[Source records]
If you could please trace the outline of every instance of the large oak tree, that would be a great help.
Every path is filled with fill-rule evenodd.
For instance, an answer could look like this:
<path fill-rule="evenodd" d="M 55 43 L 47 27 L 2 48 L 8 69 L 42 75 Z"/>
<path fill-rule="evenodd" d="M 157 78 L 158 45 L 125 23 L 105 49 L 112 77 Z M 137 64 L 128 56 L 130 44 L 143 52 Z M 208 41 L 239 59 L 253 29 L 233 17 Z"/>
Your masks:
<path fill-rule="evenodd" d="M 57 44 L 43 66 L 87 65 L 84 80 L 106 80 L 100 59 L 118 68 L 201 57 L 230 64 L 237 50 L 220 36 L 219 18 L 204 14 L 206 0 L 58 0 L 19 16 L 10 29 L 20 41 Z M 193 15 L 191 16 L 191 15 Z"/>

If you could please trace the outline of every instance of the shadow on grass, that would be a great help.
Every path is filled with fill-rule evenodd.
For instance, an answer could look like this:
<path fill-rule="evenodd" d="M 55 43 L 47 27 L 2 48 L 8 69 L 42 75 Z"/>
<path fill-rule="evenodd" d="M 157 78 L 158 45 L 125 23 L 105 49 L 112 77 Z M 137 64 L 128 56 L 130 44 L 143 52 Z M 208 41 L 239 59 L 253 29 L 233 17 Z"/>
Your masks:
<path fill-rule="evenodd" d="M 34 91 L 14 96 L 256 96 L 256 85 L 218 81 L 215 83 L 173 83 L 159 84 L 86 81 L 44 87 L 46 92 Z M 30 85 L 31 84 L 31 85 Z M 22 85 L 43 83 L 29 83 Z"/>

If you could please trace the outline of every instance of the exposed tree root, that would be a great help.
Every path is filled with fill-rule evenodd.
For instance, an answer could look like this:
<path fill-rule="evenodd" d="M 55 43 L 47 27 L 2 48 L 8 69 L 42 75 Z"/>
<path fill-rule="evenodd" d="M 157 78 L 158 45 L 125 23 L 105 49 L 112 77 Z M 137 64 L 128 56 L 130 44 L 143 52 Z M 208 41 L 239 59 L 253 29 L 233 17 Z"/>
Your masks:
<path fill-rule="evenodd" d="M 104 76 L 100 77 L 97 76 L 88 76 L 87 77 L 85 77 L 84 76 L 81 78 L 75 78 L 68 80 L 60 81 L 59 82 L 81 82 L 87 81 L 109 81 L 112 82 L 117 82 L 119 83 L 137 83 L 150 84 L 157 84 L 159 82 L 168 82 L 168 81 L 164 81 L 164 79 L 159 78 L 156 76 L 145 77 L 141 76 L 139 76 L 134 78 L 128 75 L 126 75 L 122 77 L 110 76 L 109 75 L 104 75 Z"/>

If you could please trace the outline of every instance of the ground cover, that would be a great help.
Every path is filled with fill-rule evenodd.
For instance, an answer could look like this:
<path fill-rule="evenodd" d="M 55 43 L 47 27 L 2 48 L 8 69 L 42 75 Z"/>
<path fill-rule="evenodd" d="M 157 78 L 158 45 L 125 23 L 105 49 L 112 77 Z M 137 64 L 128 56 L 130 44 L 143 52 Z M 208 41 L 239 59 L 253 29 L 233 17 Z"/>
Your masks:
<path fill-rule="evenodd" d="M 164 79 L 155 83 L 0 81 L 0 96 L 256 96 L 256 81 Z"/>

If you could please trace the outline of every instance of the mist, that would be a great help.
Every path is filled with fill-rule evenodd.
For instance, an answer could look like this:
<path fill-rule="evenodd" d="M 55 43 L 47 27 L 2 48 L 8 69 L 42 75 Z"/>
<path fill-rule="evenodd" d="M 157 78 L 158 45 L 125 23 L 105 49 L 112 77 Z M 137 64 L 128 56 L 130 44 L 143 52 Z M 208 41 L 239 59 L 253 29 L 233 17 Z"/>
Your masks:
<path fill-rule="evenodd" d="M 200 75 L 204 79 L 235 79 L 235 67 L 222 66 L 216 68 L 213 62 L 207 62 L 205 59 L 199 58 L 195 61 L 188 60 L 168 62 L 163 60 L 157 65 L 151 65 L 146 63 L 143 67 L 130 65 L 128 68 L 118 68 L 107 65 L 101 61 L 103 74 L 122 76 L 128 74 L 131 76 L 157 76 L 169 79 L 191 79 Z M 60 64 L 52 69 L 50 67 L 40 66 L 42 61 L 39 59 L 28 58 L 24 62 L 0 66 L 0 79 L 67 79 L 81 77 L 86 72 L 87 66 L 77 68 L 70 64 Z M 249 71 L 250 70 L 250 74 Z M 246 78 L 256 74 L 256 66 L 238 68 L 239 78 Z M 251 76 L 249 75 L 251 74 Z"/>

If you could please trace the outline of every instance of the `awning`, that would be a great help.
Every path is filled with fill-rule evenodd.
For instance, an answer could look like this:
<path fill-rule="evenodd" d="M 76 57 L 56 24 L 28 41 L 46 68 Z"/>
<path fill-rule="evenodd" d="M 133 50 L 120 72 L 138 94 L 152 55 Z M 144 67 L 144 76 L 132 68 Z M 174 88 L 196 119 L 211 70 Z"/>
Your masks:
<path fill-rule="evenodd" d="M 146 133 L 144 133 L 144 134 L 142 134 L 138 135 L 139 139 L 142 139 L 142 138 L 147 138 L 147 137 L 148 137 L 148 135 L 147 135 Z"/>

Written task ▸
How many lines of the data above contain the word "tree"? Reply with the number alone.

Exercise result ▸
2